TÂCHES À RÉALISER |
[a] Dans l'extrait sur la rage, résumez en quelques phrases le paragraphe qui commence par « A l'autre extrême, il y a les personnes âgées ». Conservez-en les faits principaux.
[b] Citez l'extrait sur la rage en recopiant tout le passage depuis « A l’autre extrême, il » jusqu'à « réintégrer sa chambre. ».
[c] Écrivez la suite de l'extrait sur la rage à partir de sa dernière phrase.

EXTRAIT CHOISI |
□ □ □ □

Quand on reconnaît son émotion, elle s’atténue et l’enfant est capable de la contenir.
Je ne vous donne pas d’autres exemples chez l’enfant, mais ces crises de rage sont extrêmement fréquentes. Elles sont d’autant plus fréquentes aujourd’hui que l’on permet aujourd’hui aux enfants d’exprimer leurs émotions, peut-être plus que jadis où les enfants étaient interdits dans leurs émotions.
A l’autre extrême, il y a les personnes âgées. J’ai eu l’occasion d’interviewer quelques directeurs d’EHPAD et des cadres de santé dans les EHPAD, les crises de rage sont extrêmement fréquentes quand les patients commencent à avoir des troubles mnésiques ou des débuts d’Alzheimer. Ils ont souvent des crises de rage et certains patients qui déambulent, égarés, ou qui veulent sortir, se cramponnent aux grilles et il est impossible de les décramponner si on pratique la force. Il faut contourner. Leur attention détournée, le patient se laisse emmener et peut réintégrer sa chambre.
Il y a donc un véritable apprentissage du personnel à faire avec ces crises de rage. Il ne faut surtout pas les contraindre parce que les patients peuvent se mettre en danger eux-mêmes, être violents et faire du mal au personnel. Il faut vraiment apprendre à comment gérer ces crises de rage, presque comme avec des bébés ou de petits enfants.
Dans un cas comme dans l’autre, c’est quand le narcissisme est à nu. La rage est l’affect d’un narcissisme dans un état d’extrême vulnérabilité. C’est l’affect du dénuement narcissique.
Bien entendu, vous connaissez tous « O rage, ô désespoir, ô vieillesse ennemie, mon bras ne peut plus… ». Le bras du comte ne peut plus se défendre lui-même, l’épée est trop lourde, il faut qu’il en appelle à un jeune pour tenir l’épée et se défendre. C’est l’impuissance typique avec ce qu’elle entraîne de rage. Cela prouve que ce n’est pas un affect récent. Il existait avant, mais il était moins fréquent.
Dernier âge où la rage apparaît, l’adolescence. L’adolescence est affectivement l’âge où la rage est particulièrement importante, parce que c’est une période de vulnérabilité narcissique extrême. C’est l’âge où l’être humain est dépouillé de son statut d’enfant. Il se dépouille lui-même de ses histoires d’enfance et n’en veut plus. Il s’éloigne de ses parents parce qu’il les rattache à son enfance. Il a tendance à avancer « tout nu » dans une période d’incertitude identificatoire.

□ □ □ □

Données d'ancrage d'objets en langage naturel |
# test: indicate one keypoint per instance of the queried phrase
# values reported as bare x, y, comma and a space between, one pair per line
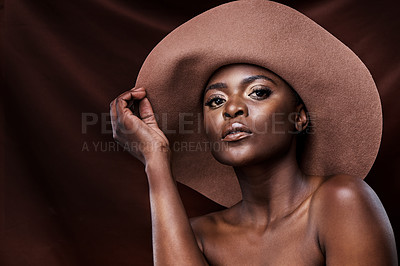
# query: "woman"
238, 63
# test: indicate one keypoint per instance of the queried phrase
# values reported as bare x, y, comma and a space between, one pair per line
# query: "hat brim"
336, 87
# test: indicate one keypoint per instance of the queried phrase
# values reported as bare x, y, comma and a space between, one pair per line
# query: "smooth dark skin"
285, 217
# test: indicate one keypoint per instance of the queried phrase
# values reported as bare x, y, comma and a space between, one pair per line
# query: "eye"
260, 93
215, 101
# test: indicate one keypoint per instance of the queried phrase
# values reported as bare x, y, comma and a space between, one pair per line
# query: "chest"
290, 242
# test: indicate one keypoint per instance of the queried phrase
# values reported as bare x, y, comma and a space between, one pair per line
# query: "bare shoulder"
346, 192
352, 225
206, 225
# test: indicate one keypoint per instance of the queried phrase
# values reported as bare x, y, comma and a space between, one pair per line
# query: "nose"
235, 107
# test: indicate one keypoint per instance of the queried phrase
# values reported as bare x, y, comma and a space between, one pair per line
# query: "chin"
235, 157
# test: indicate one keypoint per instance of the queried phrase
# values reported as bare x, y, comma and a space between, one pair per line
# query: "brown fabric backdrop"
68, 195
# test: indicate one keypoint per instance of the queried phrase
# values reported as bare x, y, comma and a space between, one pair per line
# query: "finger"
146, 112
124, 98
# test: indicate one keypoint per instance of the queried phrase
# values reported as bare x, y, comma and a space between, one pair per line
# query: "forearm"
174, 242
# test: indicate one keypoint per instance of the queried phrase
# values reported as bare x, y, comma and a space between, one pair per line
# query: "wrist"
160, 160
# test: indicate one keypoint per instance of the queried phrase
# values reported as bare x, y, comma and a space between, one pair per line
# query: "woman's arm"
353, 228
174, 242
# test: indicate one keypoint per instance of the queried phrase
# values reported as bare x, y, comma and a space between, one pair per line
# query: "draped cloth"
69, 194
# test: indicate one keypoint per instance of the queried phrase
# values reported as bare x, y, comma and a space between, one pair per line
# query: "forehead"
236, 72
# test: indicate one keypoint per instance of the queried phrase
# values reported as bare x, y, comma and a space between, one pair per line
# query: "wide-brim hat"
336, 87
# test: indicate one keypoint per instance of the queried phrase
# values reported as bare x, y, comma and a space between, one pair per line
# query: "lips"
235, 132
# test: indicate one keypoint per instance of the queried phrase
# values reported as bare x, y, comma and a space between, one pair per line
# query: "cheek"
211, 125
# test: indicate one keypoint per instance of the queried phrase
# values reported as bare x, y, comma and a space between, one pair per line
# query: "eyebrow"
245, 81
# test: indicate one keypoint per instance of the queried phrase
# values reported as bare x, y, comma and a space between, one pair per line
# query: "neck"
272, 190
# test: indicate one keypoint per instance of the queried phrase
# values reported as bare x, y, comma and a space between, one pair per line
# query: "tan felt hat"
336, 87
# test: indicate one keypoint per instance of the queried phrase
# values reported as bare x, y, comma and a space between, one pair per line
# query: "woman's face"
249, 114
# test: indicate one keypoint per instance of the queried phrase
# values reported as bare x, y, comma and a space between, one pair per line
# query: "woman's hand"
140, 136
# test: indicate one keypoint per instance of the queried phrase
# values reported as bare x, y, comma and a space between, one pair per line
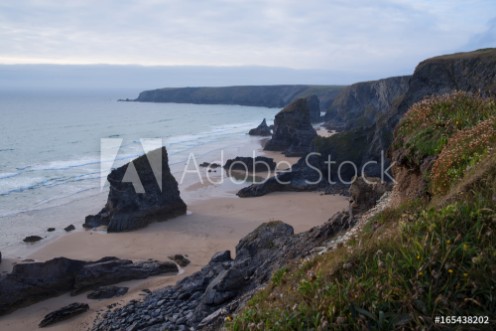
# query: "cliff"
274, 96
141, 191
293, 132
430, 253
372, 110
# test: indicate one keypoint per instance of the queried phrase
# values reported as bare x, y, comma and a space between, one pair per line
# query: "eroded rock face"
262, 130
313, 103
359, 105
202, 300
257, 164
293, 132
133, 205
31, 282
301, 177
106, 292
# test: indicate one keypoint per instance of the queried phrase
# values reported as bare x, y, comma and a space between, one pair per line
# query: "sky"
341, 39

□ □ □ □

LISTE DES RÉPONSES |
[a] D'après des directeurs et des cadres de santé d'EHPAD interviewés, les crises de rage sont très fréquentes chez les personnes âgées lorsqu'apparaissent des troubles de la mémoire ou un début d'Alzheimer. Certains patients qui errent ou veulent sortir s'agrippent aux grilles, et la force ne permet pas de les en détacher. Il faut détourner leur attention. Le patient se laisse alors emmener et regagne sa chambre.

[b]
A l’autre extrême, il y a les personnes âgées. J’ai eu l’occasion d’interviewer quelques directeurs d’EHPAD et des cadres de santé dans les EHPAD, les crises de rage sont extrêmement fréquentes quand les patients commencent à avoir des troubles mnésiques ou des débuts d’Alzheimer. Ils ont souvent des crises de rage et certains patients qui déambulent, égarés, ou qui veulent sortir, se cramponnent aux grilles et il est impossible de les décramponner si on pratique la force. Il faut contourner. Leur attention détournée, le patient se laisse emmener et peut réintégrer sa chambre.

[c]
L’adolescence est l’âge de la transformation pubertaire, c’est l’âge où le corps se transforme. Or la transformation du corps est une véritable attaque contre le sentiment d’identité. Cette identité dépend beaucoup de notre image du corps. Ce corps est le véhicule de notre identité. C’est ce par quoi nous sommes reconnus et identifiés.
La question difficile des adolescents est : comment avoir un sentiment de mêmeté existentielle – pour paraphraser Ricœur – dans un corps qui ne cesse de changer ? Il y a un véritable paradoxe. Cette attaque, du fait de la puberté, au sentiment d’identité ne peut pas être surmontée que si le socle narcissique, le socle identitaire de l’enfance est suffisamment solide. S’il est fragile, cela risque d’entraîner des difficultés considérables sur lesquelles je vais revenir.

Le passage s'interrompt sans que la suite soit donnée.